*WHAT NEEDS TO BE DONE:*
The answer should consist of each line from the data below that includes "gray".

⁂

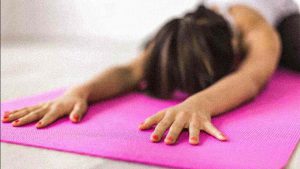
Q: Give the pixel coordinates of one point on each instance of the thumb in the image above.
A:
(78, 111)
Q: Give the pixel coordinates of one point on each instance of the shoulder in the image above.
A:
(247, 18)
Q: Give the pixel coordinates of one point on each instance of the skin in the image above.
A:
(194, 113)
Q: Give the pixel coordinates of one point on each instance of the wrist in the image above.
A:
(80, 91)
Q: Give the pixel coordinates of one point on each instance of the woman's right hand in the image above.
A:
(48, 112)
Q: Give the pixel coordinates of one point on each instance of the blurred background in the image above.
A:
(51, 44)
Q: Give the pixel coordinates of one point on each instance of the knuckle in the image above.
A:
(35, 115)
(57, 106)
(194, 125)
(163, 124)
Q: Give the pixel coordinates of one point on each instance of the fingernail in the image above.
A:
(38, 124)
(5, 119)
(7, 112)
(169, 139)
(141, 125)
(6, 115)
(155, 137)
(16, 121)
(223, 137)
(76, 117)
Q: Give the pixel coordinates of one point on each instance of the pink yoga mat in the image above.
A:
(262, 134)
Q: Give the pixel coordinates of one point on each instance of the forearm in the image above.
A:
(109, 83)
(225, 94)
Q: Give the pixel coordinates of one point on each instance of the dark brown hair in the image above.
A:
(189, 54)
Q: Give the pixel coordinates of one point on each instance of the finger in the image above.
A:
(152, 120)
(161, 127)
(194, 132)
(11, 116)
(174, 132)
(32, 116)
(78, 111)
(212, 130)
(51, 116)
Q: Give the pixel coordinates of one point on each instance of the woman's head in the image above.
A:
(189, 53)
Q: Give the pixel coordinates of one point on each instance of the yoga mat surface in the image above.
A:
(262, 133)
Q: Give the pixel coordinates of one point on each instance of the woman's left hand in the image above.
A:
(177, 118)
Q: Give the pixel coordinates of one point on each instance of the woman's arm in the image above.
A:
(111, 82)
(261, 61)
(74, 102)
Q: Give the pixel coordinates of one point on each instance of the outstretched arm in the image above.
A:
(113, 81)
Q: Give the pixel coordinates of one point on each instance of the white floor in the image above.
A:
(30, 67)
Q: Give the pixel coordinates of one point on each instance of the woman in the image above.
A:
(222, 55)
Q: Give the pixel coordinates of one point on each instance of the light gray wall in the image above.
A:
(130, 19)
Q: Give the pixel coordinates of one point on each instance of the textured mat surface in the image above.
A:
(262, 134)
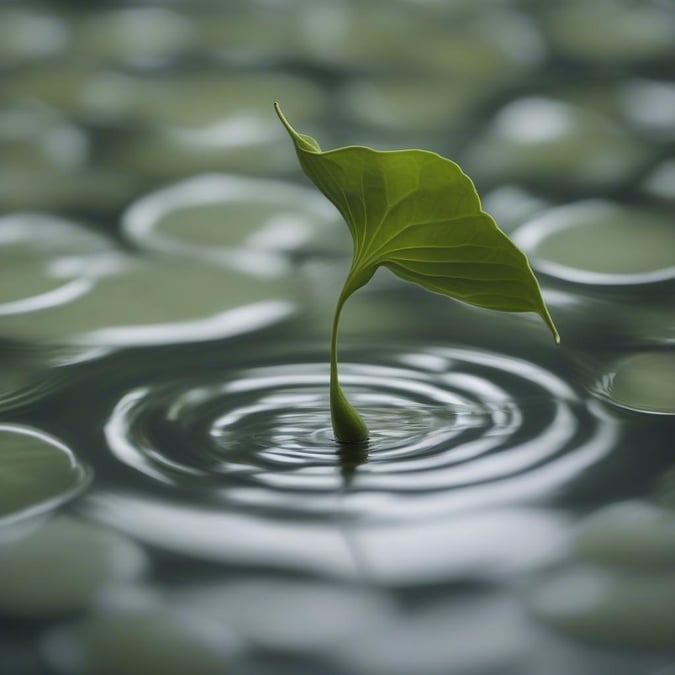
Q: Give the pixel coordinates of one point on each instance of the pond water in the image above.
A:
(171, 496)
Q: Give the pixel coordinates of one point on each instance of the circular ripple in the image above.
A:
(445, 424)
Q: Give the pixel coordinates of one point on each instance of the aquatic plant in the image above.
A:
(419, 215)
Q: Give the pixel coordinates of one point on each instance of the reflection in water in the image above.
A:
(473, 428)
(242, 467)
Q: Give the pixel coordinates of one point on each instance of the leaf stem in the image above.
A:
(347, 423)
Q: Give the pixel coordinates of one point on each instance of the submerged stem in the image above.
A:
(347, 423)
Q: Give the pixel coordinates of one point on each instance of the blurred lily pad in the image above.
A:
(610, 606)
(643, 382)
(542, 141)
(601, 242)
(37, 473)
(28, 34)
(131, 302)
(63, 567)
(224, 217)
(137, 642)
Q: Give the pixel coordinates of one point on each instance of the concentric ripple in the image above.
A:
(444, 423)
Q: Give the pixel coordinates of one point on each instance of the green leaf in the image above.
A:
(419, 215)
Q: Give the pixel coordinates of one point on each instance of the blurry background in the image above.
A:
(167, 280)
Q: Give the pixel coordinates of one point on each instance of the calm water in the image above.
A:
(171, 496)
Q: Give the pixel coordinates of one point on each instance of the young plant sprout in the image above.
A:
(419, 215)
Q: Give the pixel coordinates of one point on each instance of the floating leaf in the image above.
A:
(419, 215)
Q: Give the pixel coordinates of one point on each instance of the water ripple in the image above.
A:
(445, 424)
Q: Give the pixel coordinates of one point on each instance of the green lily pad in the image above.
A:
(611, 606)
(37, 473)
(216, 216)
(65, 566)
(553, 144)
(601, 242)
(135, 302)
(137, 642)
(641, 382)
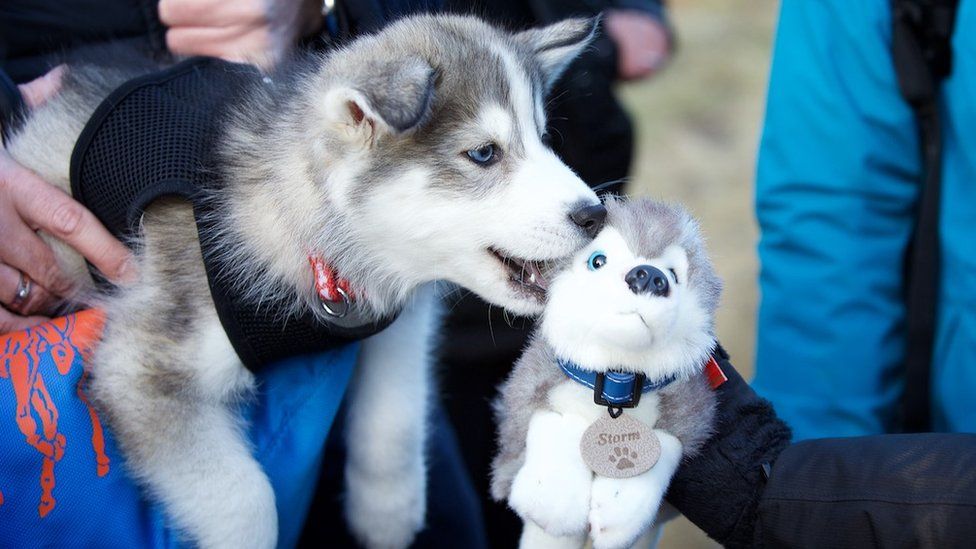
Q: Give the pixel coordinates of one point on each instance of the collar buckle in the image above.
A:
(636, 391)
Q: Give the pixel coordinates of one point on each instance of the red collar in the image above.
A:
(330, 288)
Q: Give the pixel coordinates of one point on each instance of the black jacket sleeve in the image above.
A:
(750, 488)
(11, 105)
(881, 491)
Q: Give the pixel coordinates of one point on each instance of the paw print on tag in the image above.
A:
(622, 457)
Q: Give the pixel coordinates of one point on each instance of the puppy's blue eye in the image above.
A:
(596, 260)
(483, 155)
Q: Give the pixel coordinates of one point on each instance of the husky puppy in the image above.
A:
(406, 157)
(638, 299)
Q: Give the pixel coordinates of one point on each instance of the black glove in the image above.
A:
(750, 488)
(719, 489)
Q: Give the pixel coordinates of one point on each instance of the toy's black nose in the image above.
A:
(590, 218)
(644, 278)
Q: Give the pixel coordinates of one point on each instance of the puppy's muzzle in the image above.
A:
(589, 218)
(644, 279)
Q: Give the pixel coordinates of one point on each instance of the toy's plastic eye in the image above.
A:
(596, 260)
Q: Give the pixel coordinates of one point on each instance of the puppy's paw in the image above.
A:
(385, 512)
(555, 497)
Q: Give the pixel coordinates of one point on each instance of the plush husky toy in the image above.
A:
(611, 392)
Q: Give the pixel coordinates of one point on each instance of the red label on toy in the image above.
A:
(716, 377)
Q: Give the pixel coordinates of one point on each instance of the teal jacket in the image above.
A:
(837, 184)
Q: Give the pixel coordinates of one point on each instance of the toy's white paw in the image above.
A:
(385, 512)
(621, 510)
(557, 498)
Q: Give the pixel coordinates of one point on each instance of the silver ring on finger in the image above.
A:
(24, 286)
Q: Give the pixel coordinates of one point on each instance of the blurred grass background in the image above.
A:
(698, 124)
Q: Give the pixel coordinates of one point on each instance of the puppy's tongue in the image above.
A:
(532, 274)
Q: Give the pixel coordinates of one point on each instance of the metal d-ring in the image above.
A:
(345, 304)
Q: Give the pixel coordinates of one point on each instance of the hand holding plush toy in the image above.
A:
(611, 392)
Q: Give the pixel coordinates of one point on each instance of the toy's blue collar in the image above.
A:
(616, 389)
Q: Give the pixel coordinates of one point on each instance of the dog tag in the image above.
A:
(619, 448)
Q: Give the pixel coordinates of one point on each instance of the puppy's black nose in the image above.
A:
(590, 218)
(644, 278)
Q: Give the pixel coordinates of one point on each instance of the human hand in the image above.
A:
(31, 281)
(643, 44)
(250, 31)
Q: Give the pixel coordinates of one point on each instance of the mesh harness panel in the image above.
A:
(154, 136)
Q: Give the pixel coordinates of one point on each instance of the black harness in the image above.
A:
(154, 136)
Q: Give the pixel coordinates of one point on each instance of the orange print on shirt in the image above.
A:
(63, 340)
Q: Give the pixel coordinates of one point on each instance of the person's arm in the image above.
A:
(642, 34)
(261, 32)
(749, 487)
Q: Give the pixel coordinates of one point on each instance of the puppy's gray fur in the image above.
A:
(358, 155)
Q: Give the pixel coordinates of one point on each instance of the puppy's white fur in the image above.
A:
(363, 162)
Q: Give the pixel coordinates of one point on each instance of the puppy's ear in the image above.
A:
(392, 97)
(556, 45)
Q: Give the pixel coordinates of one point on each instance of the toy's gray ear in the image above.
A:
(555, 46)
(395, 96)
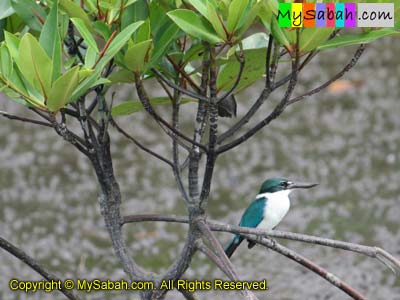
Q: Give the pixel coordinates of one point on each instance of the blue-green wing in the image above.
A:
(253, 214)
(251, 218)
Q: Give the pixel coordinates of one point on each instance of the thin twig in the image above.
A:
(331, 278)
(241, 59)
(212, 256)
(278, 110)
(150, 110)
(177, 87)
(374, 252)
(350, 65)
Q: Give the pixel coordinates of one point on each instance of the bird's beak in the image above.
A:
(301, 185)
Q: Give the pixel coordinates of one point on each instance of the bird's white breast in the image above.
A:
(276, 208)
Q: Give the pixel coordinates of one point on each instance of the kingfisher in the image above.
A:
(268, 208)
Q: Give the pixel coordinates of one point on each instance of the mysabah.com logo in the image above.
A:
(336, 15)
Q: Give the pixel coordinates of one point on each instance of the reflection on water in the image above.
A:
(347, 139)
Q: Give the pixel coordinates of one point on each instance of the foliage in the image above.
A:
(37, 71)
(59, 58)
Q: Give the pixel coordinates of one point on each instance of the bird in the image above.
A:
(268, 208)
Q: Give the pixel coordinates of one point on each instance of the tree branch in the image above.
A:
(177, 87)
(275, 113)
(23, 256)
(23, 119)
(346, 68)
(150, 110)
(331, 278)
(374, 252)
(241, 59)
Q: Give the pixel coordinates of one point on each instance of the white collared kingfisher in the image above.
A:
(268, 208)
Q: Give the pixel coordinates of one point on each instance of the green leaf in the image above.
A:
(138, 11)
(30, 12)
(355, 39)
(5, 9)
(122, 76)
(189, 22)
(90, 57)
(35, 64)
(253, 70)
(103, 29)
(85, 33)
(280, 34)
(143, 33)
(115, 46)
(201, 6)
(215, 20)
(248, 17)
(137, 55)
(164, 32)
(311, 38)
(6, 63)
(62, 89)
(50, 40)
(130, 107)
(75, 11)
(16, 87)
(236, 11)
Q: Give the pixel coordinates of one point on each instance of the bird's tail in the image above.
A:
(233, 245)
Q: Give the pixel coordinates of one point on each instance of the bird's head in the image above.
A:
(278, 184)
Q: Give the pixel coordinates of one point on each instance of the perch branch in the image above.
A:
(331, 278)
(374, 252)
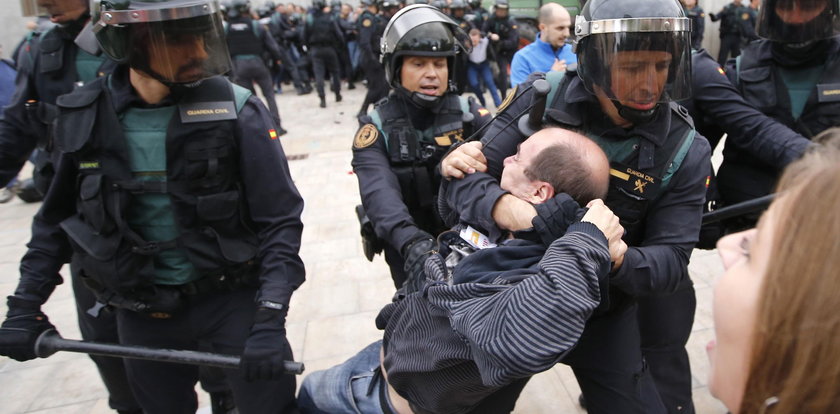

⁂

*RESPONSE BOX:*
Q: Give the pixel coordinates of one point on each instance of the light gray wall in the image above.
Q: Give the pixel coordinates of one point on each instance of the puppy's gray fur in the image above.
Q: Give the pixel coordinates of one point on each instance of the toy's gray ear in the image above.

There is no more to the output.